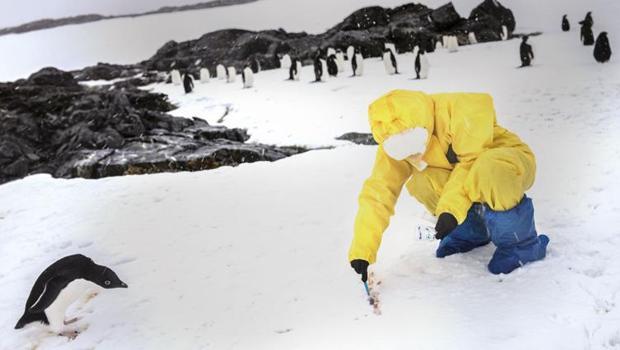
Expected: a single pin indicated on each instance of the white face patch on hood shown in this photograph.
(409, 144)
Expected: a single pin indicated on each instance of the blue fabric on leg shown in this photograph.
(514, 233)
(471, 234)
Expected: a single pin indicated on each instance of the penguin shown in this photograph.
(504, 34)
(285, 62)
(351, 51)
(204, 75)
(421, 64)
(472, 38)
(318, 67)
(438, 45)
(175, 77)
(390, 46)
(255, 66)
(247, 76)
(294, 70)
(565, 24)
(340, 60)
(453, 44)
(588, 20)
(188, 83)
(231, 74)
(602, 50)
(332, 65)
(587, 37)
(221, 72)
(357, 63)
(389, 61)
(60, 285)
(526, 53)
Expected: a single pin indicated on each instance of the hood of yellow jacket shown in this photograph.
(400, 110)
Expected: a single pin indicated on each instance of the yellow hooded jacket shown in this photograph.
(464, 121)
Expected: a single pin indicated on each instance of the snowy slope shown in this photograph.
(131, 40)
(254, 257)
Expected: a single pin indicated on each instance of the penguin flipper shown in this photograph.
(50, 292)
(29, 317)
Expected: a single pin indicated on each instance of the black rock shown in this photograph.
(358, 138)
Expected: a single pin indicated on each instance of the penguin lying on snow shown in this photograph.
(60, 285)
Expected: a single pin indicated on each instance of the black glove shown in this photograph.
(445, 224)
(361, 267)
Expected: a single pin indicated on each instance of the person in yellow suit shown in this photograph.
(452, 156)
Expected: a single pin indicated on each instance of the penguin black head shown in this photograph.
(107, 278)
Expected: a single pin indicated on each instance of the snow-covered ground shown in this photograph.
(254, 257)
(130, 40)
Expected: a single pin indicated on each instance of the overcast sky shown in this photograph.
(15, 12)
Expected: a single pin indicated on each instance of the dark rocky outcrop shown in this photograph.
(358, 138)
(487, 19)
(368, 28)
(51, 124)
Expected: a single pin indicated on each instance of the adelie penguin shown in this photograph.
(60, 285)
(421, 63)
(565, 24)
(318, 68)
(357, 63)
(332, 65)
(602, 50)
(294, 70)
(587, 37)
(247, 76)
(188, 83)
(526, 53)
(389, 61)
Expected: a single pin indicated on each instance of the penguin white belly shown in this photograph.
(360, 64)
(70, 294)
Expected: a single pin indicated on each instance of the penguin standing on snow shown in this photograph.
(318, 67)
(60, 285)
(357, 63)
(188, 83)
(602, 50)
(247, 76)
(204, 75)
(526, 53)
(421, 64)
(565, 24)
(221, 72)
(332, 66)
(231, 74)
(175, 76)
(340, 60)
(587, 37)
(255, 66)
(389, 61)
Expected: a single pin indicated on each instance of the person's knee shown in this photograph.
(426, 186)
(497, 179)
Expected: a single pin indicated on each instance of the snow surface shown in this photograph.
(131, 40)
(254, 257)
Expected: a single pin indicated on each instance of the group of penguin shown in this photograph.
⁂
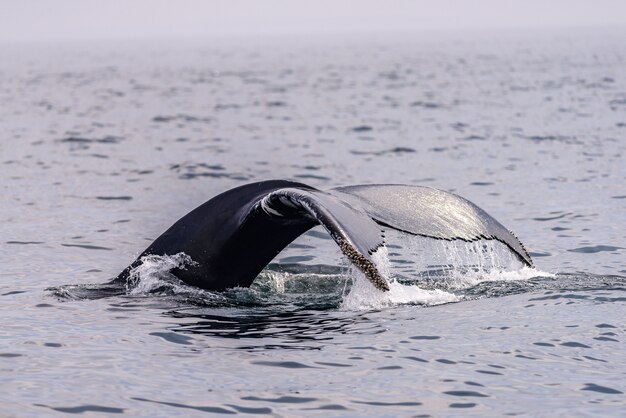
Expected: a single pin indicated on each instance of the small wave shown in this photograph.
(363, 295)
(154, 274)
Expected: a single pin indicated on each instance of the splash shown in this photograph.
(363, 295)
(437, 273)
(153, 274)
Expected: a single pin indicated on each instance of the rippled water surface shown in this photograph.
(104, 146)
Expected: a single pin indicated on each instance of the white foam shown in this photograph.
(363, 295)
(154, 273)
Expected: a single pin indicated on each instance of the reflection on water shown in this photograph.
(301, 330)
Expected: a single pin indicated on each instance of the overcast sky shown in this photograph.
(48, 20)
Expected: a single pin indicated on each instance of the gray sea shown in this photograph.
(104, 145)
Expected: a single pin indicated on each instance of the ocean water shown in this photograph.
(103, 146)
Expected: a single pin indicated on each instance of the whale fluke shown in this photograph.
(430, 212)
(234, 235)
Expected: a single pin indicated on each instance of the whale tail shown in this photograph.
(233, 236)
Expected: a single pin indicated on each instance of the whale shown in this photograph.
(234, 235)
⁂
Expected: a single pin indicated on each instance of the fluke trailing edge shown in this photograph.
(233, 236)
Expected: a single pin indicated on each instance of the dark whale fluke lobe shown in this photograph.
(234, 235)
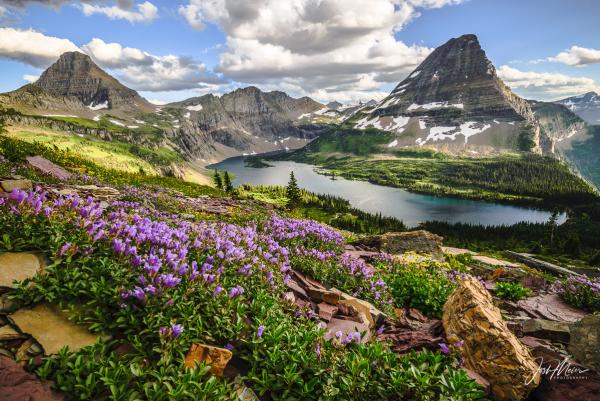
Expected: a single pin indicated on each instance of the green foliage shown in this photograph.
⁂
■ **PROBLEM TO SOLVE**: With the line holding "Expected: a single pin indicated on each instance of the snowy" as the first and the line holding "Expected: a single pin indicated on each instance of the group" as the last, set down that range of the entries above exactly, and nothing else.

■ **ANSWER TO THIS EXERCISE**:
Expected: a single pin indicated on each instance of the snowy slope shown in this photograph.
(131, 40)
(254, 257)
Expected: a single pin indicated on each instance of the penguin flipper shown in this photograph.
(50, 292)
(29, 317)
Expected: a single pin indicated on each instance of the black rock shown in this photograph.
(358, 138)
Expected: a single pin indicated on each instance of the penguin lying on snow shown in this photograph.
(60, 285)
Expected: a single pin indicated on each instance of the black glove shown in this photograph.
(445, 224)
(361, 267)
Expected: a single pin indicated on each instance of the person in yellow suit shown in this photograph.
(452, 156)
Expected: a single pin indicated on each instance of the penguin black head shown in this photograph.
(107, 278)
Expected: a single pin indicated on each instance of the snow-covered ground shown in this photograph.
(254, 257)
(130, 40)
Expected: a single pin indicated on each instance of the overcast sky shown in this photograph.
(15, 12)
Expected: a single pin indicated on each instance of the dark rocky outcrop shown in this photograph.
(358, 138)
(487, 19)
(368, 28)
(51, 124)
Expected: a single pin indicated on each instance of the adelie penguin shown in this photograph.
(60, 285)
(421, 63)
(565, 24)
(318, 68)
(357, 63)
(332, 65)
(602, 50)
(294, 70)
(587, 37)
(247, 76)
(188, 83)
(526, 53)
(389, 61)
Expected: a single pin indicated on each instance of the penguin white belly shown in this photograph.
(360, 64)
(70, 294)
Expected: a single pin indicated on each instance of the penguin standing on snow shown in this photograph.
(318, 67)
(60, 285)
(357, 63)
(188, 83)
(602, 50)
(247, 76)
(204, 75)
(526, 53)
(421, 64)
(565, 24)
(221, 72)
(332, 66)
(231, 74)
(175, 76)
(340, 60)
(587, 37)
(255, 66)
(389, 61)
Expected: a single pin indicated on each instance of the person's knee shown in this photograph.
(426, 186)
(497, 179)
Expected: a single pin indicated on each instance of the snow surface shown in this photograph.
(131, 40)
(254, 257)
Expected: a single pin indicated on each instance of the group of penguin shown in this photograph.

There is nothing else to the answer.